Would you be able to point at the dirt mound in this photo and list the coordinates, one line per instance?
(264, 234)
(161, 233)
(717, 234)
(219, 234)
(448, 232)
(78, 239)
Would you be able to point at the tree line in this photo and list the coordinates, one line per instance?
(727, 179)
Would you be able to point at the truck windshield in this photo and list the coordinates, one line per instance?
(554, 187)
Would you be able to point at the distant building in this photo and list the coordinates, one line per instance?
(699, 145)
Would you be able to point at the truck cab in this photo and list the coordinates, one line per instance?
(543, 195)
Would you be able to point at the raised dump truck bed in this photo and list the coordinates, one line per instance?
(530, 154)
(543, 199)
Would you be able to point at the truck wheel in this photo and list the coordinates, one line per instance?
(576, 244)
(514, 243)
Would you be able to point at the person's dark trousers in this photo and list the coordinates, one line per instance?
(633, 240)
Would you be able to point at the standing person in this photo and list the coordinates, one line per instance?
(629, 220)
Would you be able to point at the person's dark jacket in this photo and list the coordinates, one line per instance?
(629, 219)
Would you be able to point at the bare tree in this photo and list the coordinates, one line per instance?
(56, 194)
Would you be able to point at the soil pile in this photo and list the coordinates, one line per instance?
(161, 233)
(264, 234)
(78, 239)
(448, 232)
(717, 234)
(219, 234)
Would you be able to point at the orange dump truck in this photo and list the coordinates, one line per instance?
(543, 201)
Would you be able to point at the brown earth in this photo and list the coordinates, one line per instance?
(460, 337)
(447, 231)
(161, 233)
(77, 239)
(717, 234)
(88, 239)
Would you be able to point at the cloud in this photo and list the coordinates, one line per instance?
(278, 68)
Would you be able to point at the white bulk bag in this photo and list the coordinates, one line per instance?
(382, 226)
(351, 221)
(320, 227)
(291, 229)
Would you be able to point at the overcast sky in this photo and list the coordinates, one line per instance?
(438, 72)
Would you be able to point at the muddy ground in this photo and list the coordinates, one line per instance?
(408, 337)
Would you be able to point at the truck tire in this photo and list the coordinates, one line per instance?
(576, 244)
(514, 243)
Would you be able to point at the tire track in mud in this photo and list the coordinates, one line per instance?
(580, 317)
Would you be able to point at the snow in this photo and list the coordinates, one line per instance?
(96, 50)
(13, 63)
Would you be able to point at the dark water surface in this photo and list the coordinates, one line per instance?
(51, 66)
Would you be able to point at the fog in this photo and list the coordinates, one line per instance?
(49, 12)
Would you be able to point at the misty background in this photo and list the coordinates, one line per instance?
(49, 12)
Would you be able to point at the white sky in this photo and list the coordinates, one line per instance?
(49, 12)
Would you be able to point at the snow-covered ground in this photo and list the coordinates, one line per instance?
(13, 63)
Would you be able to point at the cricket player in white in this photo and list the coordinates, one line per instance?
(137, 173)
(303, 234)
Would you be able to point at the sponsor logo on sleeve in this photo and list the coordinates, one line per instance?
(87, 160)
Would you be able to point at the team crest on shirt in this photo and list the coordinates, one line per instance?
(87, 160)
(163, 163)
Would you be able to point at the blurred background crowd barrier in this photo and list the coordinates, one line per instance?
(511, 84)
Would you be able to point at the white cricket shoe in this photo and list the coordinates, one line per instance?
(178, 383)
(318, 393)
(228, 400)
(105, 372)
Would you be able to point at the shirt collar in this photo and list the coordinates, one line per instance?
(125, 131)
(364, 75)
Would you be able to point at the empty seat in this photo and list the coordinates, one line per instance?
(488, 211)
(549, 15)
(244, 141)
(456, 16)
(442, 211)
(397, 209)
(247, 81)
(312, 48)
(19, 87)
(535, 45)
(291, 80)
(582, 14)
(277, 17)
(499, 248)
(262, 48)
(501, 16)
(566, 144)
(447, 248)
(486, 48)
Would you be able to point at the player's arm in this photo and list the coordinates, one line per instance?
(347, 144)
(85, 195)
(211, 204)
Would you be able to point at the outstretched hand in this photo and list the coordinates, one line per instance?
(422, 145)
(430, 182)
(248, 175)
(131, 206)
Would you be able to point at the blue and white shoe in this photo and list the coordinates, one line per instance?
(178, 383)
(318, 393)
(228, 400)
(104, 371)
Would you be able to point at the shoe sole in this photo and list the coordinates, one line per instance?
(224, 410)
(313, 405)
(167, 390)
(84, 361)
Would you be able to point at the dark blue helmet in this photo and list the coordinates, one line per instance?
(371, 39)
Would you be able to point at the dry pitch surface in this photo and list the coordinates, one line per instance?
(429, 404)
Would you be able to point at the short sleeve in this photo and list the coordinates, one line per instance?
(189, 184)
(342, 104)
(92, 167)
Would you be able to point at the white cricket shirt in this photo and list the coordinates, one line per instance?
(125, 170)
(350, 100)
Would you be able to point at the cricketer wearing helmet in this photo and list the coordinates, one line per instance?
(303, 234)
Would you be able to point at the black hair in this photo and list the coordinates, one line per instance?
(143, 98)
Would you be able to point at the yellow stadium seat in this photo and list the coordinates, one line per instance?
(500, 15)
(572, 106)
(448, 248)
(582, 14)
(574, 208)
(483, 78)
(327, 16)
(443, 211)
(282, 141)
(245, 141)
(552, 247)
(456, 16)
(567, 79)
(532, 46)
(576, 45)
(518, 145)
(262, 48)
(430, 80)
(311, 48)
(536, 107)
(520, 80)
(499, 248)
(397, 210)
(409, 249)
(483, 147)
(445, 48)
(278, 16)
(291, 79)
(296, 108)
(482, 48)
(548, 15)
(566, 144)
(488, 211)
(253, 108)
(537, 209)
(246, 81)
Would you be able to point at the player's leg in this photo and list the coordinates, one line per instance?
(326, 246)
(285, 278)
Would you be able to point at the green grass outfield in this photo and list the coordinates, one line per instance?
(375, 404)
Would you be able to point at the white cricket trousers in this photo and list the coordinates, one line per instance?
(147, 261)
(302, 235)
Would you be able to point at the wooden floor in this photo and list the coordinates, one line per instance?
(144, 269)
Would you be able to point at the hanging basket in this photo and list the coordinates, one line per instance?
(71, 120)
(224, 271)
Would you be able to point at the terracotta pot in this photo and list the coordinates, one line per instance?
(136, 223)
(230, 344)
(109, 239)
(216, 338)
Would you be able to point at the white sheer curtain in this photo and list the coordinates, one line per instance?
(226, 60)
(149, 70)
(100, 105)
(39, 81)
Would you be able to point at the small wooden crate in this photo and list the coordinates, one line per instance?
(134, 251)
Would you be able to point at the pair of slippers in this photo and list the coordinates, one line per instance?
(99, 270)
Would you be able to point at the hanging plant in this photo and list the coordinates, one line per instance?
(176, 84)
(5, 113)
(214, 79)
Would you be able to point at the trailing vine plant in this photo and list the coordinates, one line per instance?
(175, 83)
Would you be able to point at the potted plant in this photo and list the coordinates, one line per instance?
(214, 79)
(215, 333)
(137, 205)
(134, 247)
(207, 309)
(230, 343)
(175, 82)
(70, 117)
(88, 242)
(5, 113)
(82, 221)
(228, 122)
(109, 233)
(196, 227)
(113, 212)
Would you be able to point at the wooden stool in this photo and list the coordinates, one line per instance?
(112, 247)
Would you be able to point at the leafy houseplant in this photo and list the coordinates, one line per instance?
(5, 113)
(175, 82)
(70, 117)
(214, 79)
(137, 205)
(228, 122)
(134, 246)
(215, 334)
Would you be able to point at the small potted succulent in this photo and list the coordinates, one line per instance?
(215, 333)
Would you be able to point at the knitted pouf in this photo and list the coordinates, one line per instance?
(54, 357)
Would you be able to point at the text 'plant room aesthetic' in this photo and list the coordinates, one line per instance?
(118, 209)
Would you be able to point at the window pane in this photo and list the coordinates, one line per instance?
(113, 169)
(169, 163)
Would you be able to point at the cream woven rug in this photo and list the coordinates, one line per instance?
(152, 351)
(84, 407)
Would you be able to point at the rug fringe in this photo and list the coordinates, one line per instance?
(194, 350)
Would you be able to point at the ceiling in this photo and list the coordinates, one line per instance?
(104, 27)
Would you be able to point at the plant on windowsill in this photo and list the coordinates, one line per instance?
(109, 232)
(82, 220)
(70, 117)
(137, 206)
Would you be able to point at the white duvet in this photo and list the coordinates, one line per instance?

GOAL
From the line containing "Would you be able to point at the cream" down to the last line, reproduce the records exactly. Include both ends.

RESPONSE BELOW
Would you be able to point at the cream woven rug in this photo and list the coordinates, one line per instance?
(152, 351)
(84, 407)
Would you be able to point at the rug fringe in this photo and list the coordinates, one line per instance?
(194, 350)
Would you be able to point at the ceiling in this photo and list the coordinates, one line per instance?
(104, 27)
Would you be able to point at the plant on windowsill in this photo and list the coordinates, one line per instance?
(109, 232)
(82, 220)
(70, 117)
(137, 206)
Would you be able to point at the white duvet in this photo and list the coordinates, one line per instance?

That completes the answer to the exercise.